What is required: In the records below, locate the line containing "Task: for the roadway count, mark the incandescent", then extract it and all following lines exactly, ending with the last line.

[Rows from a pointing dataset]
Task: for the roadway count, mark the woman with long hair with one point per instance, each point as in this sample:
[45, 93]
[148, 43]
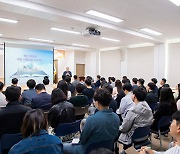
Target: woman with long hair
[166, 107]
[36, 138]
[61, 111]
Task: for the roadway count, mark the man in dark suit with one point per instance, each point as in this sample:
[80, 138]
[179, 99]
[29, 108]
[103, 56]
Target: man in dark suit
[11, 116]
[43, 100]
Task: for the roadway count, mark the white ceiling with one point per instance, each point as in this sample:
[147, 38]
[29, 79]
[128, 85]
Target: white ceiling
[36, 17]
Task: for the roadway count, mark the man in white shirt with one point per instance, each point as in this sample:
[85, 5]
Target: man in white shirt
[175, 133]
[3, 101]
[126, 101]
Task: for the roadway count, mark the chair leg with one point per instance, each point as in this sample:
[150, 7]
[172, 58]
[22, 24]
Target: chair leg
[160, 139]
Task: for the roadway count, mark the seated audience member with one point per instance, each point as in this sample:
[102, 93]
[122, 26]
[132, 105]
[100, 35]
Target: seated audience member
[27, 95]
[61, 111]
[117, 88]
[71, 87]
[75, 82]
[89, 91]
[139, 115]
[103, 81]
[154, 80]
[140, 83]
[126, 102]
[11, 116]
[101, 151]
[113, 103]
[15, 83]
[151, 98]
[79, 100]
[64, 87]
[113, 81]
[42, 100]
[3, 101]
[36, 138]
[162, 83]
[98, 83]
[178, 98]
[67, 72]
[166, 107]
[174, 132]
[102, 126]
[48, 87]
[134, 83]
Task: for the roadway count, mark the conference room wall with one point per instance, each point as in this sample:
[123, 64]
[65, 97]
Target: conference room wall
[140, 63]
[173, 77]
[110, 64]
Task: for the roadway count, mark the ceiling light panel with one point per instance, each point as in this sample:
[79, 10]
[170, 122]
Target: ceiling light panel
[150, 31]
[80, 45]
[104, 16]
[109, 39]
[64, 30]
[8, 20]
[40, 40]
[176, 2]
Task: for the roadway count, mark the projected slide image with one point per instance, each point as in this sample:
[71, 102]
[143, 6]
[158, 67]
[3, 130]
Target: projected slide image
[27, 64]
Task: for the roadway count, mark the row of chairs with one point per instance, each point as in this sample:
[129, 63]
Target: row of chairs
[140, 137]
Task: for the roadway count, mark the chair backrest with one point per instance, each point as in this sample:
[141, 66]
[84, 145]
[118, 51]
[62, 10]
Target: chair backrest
[141, 134]
[68, 128]
[109, 144]
[164, 121]
[8, 140]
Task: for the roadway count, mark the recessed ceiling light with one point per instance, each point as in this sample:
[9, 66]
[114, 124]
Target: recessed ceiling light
[81, 45]
[64, 30]
[109, 39]
[151, 31]
[8, 20]
[41, 40]
[104, 16]
[176, 2]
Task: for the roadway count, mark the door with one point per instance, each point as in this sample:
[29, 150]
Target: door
[80, 70]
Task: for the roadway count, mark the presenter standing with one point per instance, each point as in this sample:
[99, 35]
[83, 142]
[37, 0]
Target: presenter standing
[67, 72]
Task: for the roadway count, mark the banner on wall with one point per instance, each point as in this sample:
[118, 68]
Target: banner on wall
[25, 64]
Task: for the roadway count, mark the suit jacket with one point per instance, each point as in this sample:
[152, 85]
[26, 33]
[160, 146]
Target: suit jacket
[11, 118]
[42, 101]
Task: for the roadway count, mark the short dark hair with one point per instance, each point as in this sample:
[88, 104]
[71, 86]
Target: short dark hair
[31, 83]
[88, 82]
[108, 87]
[176, 116]
[154, 80]
[113, 79]
[163, 79]
[46, 81]
[40, 86]
[135, 80]
[127, 86]
[103, 97]
[12, 93]
[80, 87]
[14, 81]
[34, 120]
[75, 76]
[1, 85]
[151, 85]
[141, 81]
[140, 93]
[68, 79]
[57, 96]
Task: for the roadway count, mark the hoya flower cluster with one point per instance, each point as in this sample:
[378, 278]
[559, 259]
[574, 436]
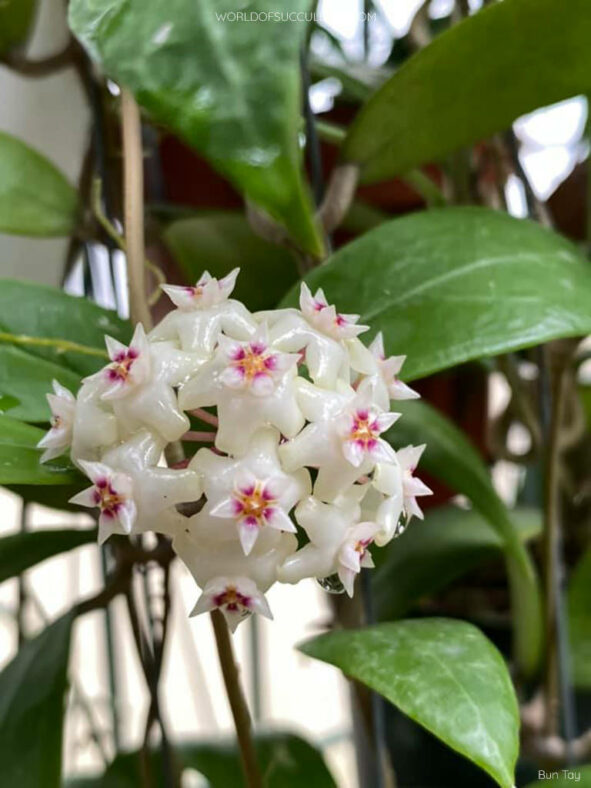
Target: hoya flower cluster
[290, 409]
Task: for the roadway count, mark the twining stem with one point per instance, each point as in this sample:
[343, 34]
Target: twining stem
[61, 345]
[203, 415]
[237, 700]
[133, 209]
[199, 437]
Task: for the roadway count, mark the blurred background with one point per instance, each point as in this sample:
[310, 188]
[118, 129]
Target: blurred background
[52, 113]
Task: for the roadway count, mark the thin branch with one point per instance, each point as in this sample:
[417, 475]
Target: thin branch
[61, 345]
[115, 235]
[203, 415]
[133, 201]
[199, 437]
[339, 196]
[237, 700]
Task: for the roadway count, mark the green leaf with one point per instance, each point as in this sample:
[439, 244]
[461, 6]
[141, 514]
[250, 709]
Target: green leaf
[437, 101]
[450, 285]
[452, 458]
[563, 778]
[35, 198]
[431, 554]
[579, 621]
[39, 311]
[286, 761]
[19, 457]
[28, 378]
[230, 88]
[16, 19]
[21, 551]
[219, 242]
[445, 675]
[32, 694]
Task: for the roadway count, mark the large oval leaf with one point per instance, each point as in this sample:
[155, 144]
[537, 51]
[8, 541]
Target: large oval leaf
[431, 554]
[445, 675]
[229, 86]
[32, 690]
[40, 311]
[28, 378]
[21, 551]
[450, 285]
[35, 198]
[219, 242]
[438, 101]
[19, 457]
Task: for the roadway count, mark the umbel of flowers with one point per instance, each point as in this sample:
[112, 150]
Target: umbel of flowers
[290, 408]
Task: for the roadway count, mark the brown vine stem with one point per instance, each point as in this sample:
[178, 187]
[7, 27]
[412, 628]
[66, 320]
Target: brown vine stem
[555, 355]
[133, 203]
[237, 700]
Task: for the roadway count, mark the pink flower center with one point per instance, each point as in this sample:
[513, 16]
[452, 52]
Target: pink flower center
[232, 599]
[107, 498]
[365, 428]
[254, 504]
[254, 360]
[122, 363]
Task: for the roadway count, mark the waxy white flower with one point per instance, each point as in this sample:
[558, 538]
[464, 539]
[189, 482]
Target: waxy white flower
[325, 318]
[253, 493]
[334, 530]
[129, 367]
[59, 438]
[412, 487]
[354, 553]
[388, 369]
[281, 392]
[207, 291]
[203, 313]
[343, 439]
[252, 385]
[112, 493]
[236, 597]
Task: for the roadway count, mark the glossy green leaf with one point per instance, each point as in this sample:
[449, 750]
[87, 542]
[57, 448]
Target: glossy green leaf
[451, 457]
[219, 242]
[28, 378]
[450, 285]
[32, 697]
[433, 553]
[21, 551]
[231, 88]
[564, 778]
[35, 198]
[16, 20]
[19, 457]
[438, 101]
[39, 311]
[579, 618]
[287, 761]
[445, 675]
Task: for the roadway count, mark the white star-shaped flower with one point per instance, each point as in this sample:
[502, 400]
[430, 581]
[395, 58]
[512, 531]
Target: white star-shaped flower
[252, 385]
[112, 493]
[412, 488]
[59, 438]
[389, 384]
[203, 313]
[338, 540]
[343, 439]
[236, 597]
[253, 492]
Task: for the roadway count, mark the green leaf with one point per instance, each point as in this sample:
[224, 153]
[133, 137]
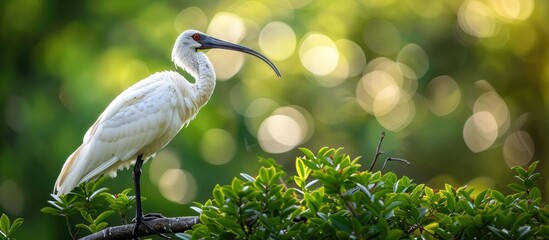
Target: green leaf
[50, 210]
[5, 224]
[308, 153]
[302, 170]
[480, 197]
[532, 167]
[498, 196]
[516, 187]
[103, 216]
[247, 177]
[218, 195]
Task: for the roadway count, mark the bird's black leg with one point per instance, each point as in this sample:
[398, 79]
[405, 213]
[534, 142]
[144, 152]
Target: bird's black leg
[139, 218]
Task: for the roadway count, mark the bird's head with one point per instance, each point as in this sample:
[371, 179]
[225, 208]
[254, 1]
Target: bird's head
[191, 41]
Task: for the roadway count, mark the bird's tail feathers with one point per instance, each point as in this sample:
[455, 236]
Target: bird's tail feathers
[71, 172]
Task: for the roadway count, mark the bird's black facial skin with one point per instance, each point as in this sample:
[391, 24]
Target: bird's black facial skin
[207, 42]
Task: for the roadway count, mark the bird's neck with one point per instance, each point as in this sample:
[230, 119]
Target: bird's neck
[205, 78]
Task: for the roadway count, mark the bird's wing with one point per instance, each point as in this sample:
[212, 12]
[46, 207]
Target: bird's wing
[136, 118]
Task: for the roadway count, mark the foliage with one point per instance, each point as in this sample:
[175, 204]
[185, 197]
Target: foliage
[89, 201]
[8, 228]
[329, 197]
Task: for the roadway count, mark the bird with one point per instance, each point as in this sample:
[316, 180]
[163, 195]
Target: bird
[145, 117]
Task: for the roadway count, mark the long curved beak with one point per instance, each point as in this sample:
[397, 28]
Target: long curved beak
[208, 42]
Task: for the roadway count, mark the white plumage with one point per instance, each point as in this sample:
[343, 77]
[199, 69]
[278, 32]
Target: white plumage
[146, 116]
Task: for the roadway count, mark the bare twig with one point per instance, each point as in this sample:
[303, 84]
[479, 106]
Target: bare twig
[378, 150]
[394, 159]
[161, 225]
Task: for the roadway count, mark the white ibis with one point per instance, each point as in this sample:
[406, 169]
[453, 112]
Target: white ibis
[146, 117]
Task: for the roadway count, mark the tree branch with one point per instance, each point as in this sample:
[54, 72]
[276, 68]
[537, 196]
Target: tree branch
[161, 225]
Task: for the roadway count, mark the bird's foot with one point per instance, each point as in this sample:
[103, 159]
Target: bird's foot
[143, 220]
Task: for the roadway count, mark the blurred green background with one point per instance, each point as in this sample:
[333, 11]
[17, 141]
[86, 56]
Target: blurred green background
[461, 87]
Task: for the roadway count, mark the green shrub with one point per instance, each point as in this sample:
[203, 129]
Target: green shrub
[330, 198]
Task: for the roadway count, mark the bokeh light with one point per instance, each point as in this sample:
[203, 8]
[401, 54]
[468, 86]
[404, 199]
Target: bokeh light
[318, 54]
[382, 37]
[518, 149]
[277, 41]
[513, 10]
[217, 146]
[443, 95]
[491, 102]
[413, 56]
[191, 18]
[477, 19]
[480, 131]
[285, 129]
[257, 111]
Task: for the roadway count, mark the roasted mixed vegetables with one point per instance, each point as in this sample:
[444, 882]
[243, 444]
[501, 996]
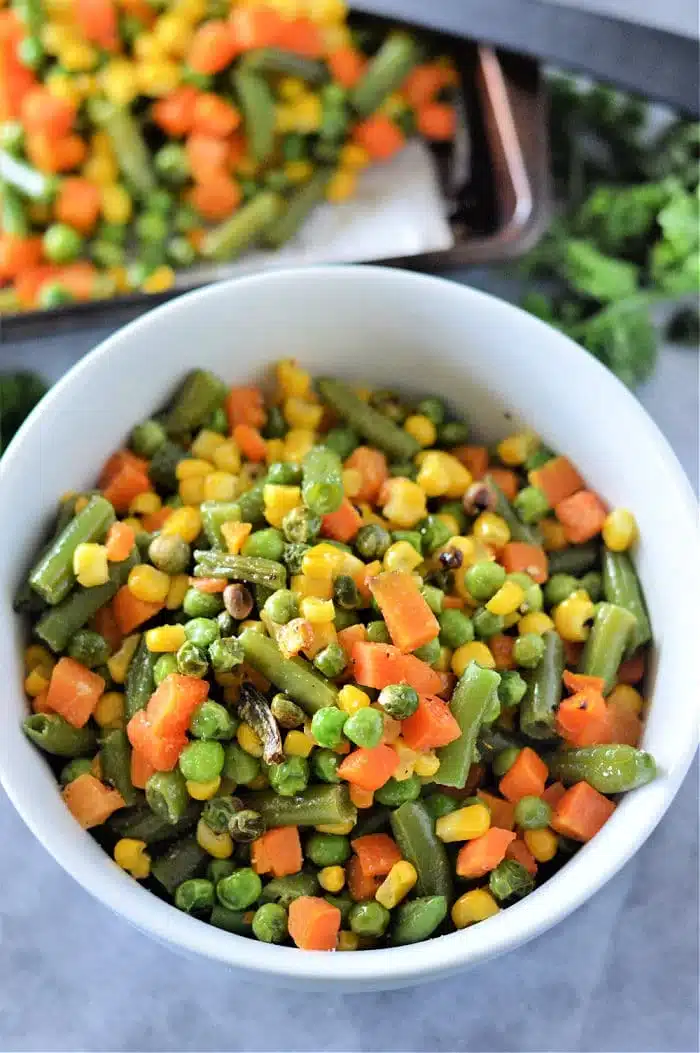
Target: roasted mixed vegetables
[323, 672]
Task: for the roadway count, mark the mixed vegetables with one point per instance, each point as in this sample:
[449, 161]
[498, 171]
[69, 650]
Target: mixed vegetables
[166, 133]
[321, 671]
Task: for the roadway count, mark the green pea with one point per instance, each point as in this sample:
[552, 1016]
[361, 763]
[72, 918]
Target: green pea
[483, 579]
[268, 543]
[240, 890]
[368, 918]
[197, 894]
[202, 761]
[327, 850]
[270, 924]
[533, 813]
[400, 700]
[327, 727]
[364, 728]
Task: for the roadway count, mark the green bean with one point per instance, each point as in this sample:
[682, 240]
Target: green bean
[414, 832]
[368, 422]
[417, 919]
[53, 576]
[613, 629]
[314, 807]
[256, 570]
[140, 683]
[198, 397]
[59, 623]
[543, 695]
[116, 761]
[621, 587]
[181, 861]
[471, 700]
[294, 676]
[58, 737]
[576, 560]
[297, 207]
[386, 72]
[608, 769]
[234, 235]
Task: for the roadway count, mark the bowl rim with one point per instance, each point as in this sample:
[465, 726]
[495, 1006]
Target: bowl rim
[593, 866]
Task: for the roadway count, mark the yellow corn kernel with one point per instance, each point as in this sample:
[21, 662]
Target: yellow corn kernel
[176, 591]
[147, 583]
[90, 564]
[351, 699]
[203, 791]
[406, 502]
[37, 680]
[517, 449]
[627, 697]
[507, 599]
[227, 457]
[298, 744]
[347, 940]
[219, 846]
[186, 522]
[248, 740]
[278, 500]
[165, 639]
[117, 204]
[472, 652]
[120, 660]
[542, 843]
[463, 825]
[619, 530]
[536, 621]
[475, 906]
[426, 765]
[571, 616]
[332, 878]
[492, 529]
[132, 856]
[397, 885]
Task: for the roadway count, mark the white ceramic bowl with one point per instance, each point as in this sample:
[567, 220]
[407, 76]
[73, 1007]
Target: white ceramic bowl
[391, 329]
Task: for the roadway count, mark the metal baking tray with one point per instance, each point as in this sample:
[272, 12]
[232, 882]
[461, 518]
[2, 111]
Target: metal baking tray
[495, 179]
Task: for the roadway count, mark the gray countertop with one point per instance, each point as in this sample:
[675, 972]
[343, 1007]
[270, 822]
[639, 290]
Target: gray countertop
[619, 975]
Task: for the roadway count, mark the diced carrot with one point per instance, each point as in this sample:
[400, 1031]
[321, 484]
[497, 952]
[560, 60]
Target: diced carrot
[250, 442]
[346, 65]
[582, 516]
[432, 724]
[581, 812]
[90, 801]
[130, 612]
[119, 542]
[377, 854]
[314, 924]
[502, 812]
[370, 769]
[557, 479]
[525, 777]
[141, 770]
[74, 691]
[245, 405]
[518, 556]
[215, 116]
[520, 853]
[175, 112]
[483, 854]
[379, 664]
[380, 136]
[213, 47]
[277, 852]
[360, 886]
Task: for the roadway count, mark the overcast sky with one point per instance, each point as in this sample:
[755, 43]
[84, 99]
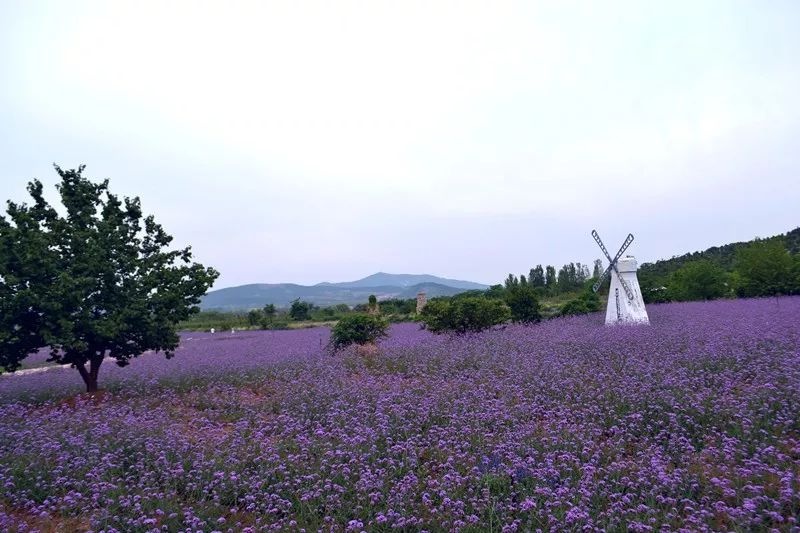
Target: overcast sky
[306, 142]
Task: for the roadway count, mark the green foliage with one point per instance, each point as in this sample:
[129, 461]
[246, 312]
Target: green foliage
[97, 282]
[496, 292]
[357, 329]
[587, 302]
[372, 304]
[536, 277]
[523, 303]
[698, 280]
[254, 317]
[766, 269]
[463, 315]
[300, 310]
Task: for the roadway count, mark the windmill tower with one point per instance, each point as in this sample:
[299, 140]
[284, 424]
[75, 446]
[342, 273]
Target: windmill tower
[625, 302]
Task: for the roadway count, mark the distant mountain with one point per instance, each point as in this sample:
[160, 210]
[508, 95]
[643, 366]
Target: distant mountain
[382, 285]
[382, 279]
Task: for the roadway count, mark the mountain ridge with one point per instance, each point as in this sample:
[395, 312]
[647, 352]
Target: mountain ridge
[381, 284]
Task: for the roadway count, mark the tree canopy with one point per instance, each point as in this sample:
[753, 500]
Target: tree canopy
[98, 281]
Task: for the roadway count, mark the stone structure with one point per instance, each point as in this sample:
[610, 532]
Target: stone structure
[621, 309]
[625, 302]
[422, 300]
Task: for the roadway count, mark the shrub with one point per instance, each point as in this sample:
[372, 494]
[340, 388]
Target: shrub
[588, 302]
[357, 329]
[300, 310]
[463, 315]
[523, 303]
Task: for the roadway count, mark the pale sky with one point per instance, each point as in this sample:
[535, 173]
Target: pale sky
[306, 142]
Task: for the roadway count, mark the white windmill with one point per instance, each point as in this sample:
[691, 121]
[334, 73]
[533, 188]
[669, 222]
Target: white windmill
[625, 302]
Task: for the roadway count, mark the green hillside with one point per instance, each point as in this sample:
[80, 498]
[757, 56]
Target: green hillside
[666, 273]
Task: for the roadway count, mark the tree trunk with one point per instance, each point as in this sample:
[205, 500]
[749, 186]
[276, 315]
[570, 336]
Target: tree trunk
[90, 376]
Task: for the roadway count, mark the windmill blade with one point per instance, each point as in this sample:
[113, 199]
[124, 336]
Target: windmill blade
[628, 241]
[602, 246]
[601, 279]
[613, 263]
[626, 288]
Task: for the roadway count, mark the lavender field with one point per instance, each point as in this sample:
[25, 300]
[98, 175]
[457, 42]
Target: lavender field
[692, 423]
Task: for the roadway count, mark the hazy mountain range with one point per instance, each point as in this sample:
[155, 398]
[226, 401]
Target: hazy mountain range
[381, 284]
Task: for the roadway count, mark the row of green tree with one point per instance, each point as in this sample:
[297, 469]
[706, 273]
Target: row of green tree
[571, 277]
[765, 267]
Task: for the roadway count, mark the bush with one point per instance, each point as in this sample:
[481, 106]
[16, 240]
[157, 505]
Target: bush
[587, 302]
[523, 303]
[698, 280]
[463, 315]
[300, 310]
[357, 329]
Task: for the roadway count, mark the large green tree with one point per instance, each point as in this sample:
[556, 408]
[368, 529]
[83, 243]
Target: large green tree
[523, 302]
[765, 268]
[93, 280]
[699, 280]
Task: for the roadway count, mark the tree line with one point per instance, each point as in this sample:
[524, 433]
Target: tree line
[762, 267]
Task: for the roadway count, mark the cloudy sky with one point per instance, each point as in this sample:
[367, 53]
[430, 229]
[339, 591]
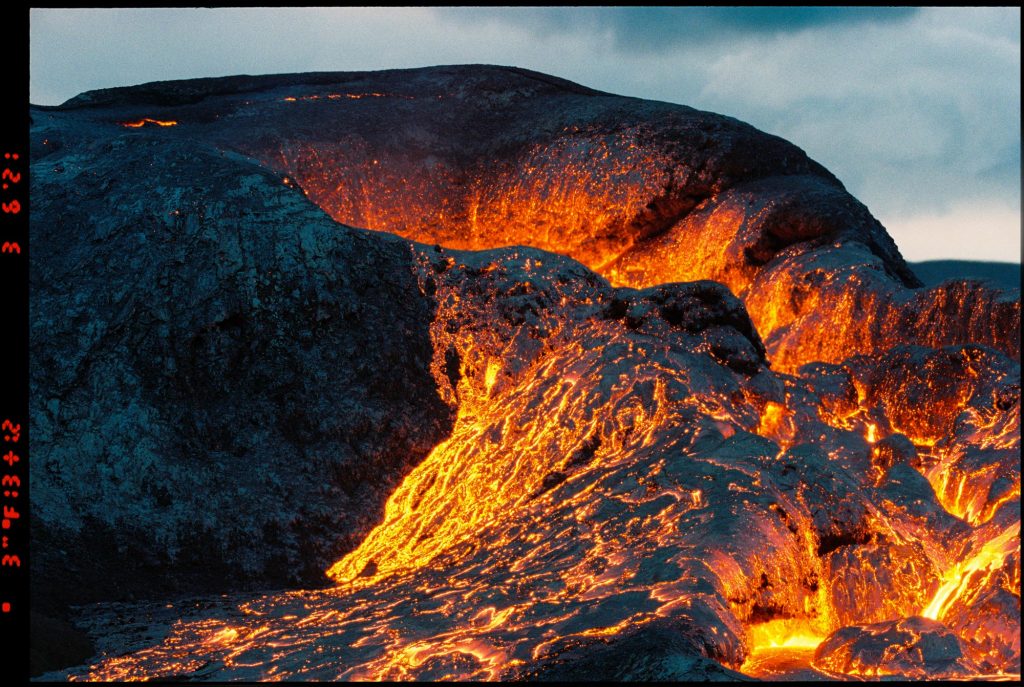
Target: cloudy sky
[918, 111]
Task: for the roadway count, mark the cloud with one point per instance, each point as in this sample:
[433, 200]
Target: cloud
[648, 29]
[915, 110]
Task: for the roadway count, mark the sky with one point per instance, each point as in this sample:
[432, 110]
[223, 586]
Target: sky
[918, 111]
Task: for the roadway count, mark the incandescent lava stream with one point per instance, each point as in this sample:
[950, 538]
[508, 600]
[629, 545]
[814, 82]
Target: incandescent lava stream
[612, 389]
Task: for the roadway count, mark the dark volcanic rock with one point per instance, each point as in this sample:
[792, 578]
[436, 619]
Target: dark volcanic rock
[582, 478]
[911, 648]
[225, 384]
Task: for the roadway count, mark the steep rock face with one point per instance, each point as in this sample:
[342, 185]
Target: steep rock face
[644, 192]
[225, 384]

Worked solution:
Task: for the roadway count, mark the incandescent lava stream with one point per instance, each point as in this sample:
[950, 538]
[508, 600]
[629, 545]
[814, 82]
Target: incandescent lava stream
[612, 389]
Task: for the roadway count, mark the dark volcanic rock with one point per instance, each point as in this sample:
[792, 578]
[436, 619]
Target: dark volcanic rock
[582, 478]
[911, 648]
[225, 384]
Task: for the roadway count, mark the steep rock face with one point per instance, each point as in this sample:
[342, 185]
Target: steep rock face
[644, 192]
[225, 384]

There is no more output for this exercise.